▸ **PROMPT 1**
Decide whether each statement, (a) through (c), agrees with the post on social networking below. Answer yes or no for each, and quote the words of the post that decide it.
(a) Speakers at the graduation described the graduates as entering a world driven by Facebook and Twitter.
(b) The writer believes the negatives of social networking outweigh its positives.
(c) The keynote speaker at the graduation was a dean.
▸ **PROMPT 2**
Carry on the post about social networking and chivalry below, starting after its final sentence.

Virtually Getting To Know You
I recently attended my best friend's graduation from college and 3 separate respectable, educated and distinguished individuals [including a dean, a board of trustee member and the keynote speaker (the attorney general)] addressed the audience and made references that the graduates are emerging into a vastly changing world: one driven by Facebook and Twitter. It made me observe and come to the conclusion: OMG, they're absolutely right.
We're living in an age where social networking is ever consuming. I can know more about my friends, family members, celebrities and complete strangers than I could ever think imaginable or sometimes ever want to know. I can instantaneously text, IM, or Tweet with both hands, while driving [only for the highly trained]. The positives of this new-wave far outweigh any possible negatives but it does raise concern for me personally as someone who is hopelessly looking for love; chivalry is seriously wavering on extinction.

▸ **DATASET EXCERPT**

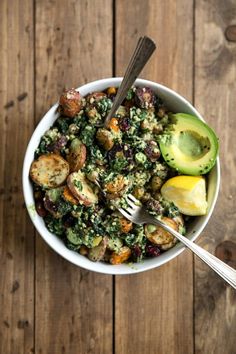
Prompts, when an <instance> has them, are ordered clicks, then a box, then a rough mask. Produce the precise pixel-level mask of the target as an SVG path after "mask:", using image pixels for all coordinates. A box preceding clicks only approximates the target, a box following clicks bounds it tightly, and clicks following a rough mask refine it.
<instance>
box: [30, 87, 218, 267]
mask: <svg viewBox="0 0 236 354" xmlns="http://www.w3.org/2000/svg"><path fill="white" fill-rule="evenodd" d="M116 93H117V88H115V87H108V88H107V89H106V90H104V91H103V92H92V93H90V94H89V95H87V96H86V97H82V96H81V95H80V93H79V92H78V91H76V90H75V89H70V90H66V91H64V92H63V94H62V95H61V97H60V100H59V107H58V112H59V117H58V118H57V119H56V121H55V123H54V124H53V126H52V127H51V128H50V129H49V130H47V131H46V132H45V133H44V135H43V136H42V137H41V140H40V143H39V146H38V148H37V149H36V151H35V158H34V161H33V162H32V164H31V167H30V178H31V180H32V184H33V190H34V199H35V206H36V210H37V213H38V214H39V215H40V216H41V217H42V218H43V219H44V222H45V225H46V227H47V229H48V230H49V231H50V232H51V233H53V234H55V235H57V236H58V237H60V238H61V239H62V240H63V241H64V242H65V245H66V246H67V247H68V248H69V249H70V250H73V251H75V252H79V253H80V254H81V255H84V256H86V257H88V258H89V259H90V260H91V261H104V262H109V263H111V264H113V265H115V264H120V263H124V262H130V261H132V262H139V261H141V260H142V259H144V258H147V257H157V256H159V255H160V254H161V253H162V252H165V251H167V250H168V249H170V248H172V247H173V246H174V245H175V244H176V242H177V240H176V239H175V237H174V236H172V235H171V234H170V233H169V232H167V231H165V230H164V229H162V228H161V227H160V226H154V225H136V224H132V222H131V221H129V220H127V219H126V218H125V217H124V216H122V215H121V214H120V213H119V212H118V211H117V206H121V207H125V206H126V205H127V204H126V195H127V194H130V193H131V194H133V195H134V196H135V197H136V198H137V199H139V200H140V201H141V203H143V204H145V206H146V207H147V209H148V210H149V212H150V213H151V214H152V215H154V216H155V217H156V218H159V219H160V220H161V221H162V222H164V223H166V224H167V225H169V226H170V227H172V228H173V229H174V230H176V231H178V232H180V233H181V234H183V235H184V234H185V232H186V224H187V223H188V222H189V220H191V218H193V217H195V216H196V215H204V214H206V213H207V201H206V179H205V177H204V175H206V174H207V173H208V172H209V171H210V170H211V168H212V167H213V166H214V164H215V161H216V157H217V153H218V139H217V137H216V135H215V133H214V131H213V130H212V129H211V128H210V127H209V126H208V125H206V124H205V123H203V122H202V121H200V120H199V119H198V118H196V117H194V116H191V115H187V114H184V113H176V114H174V113H172V112H170V111H169V110H168V107H166V106H165V105H164V103H163V101H162V100H161V99H160V97H158V95H157V94H156V93H154V92H153V91H152V90H151V89H150V88H148V87H132V88H131V89H130V90H129V92H128V94H127V97H126V99H125V100H124V102H123V103H122V105H121V106H120V108H119V109H118V111H117V112H116V115H115V116H114V117H113V118H112V119H111V120H110V122H109V124H108V126H107V127H104V126H103V122H104V119H105V117H106V116H107V114H108V112H109V110H110V109H111V106H112V102H113V100H114V98H115V96H116ZM96 181H98V182H99V184H100V185H101V187H102V189H103V190H104V191H105V192H106V198H105V197H104V195H103V193H102V192H101V191H100V190H99V188H98V187H97V185H96V183H95V182H96Z"/></svg>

▸ **RESULT 1**
(a) Yes: "made references that the graduates are emerging into a vastly changing world: one driven by Facebook and Twitter"
(b) No: "The positives of this new-wave far outweigh any possible negatives"
(c) No: "the keynote speaker (the attorney general)"

▸ **RESULT 2**
When I was in high school, I remember the butterflies and the anxiety of approaching members of the opposite sex and anticipating they would reciprocate the feelings I felt. I was an overly sexualized individual so I lived life permanently buckled into the roller coaster of infatuation. I remember my sophomore year, I fell for a boy named Joey. He casually slipped me handwritten note between 3rd and 4th period one day. I carefully crafted a witty, cute response that gave him the vague indication that I was interested in him too. Eventually he gave me his pager number and I exchanged my cell phone. He courted me for a couple weeks and finally we started going on dates to the movies or the local Steak and Shake. It was a slow, often nerve racking and filled with mind games but our courtship was sweet, thoughtful and genuine.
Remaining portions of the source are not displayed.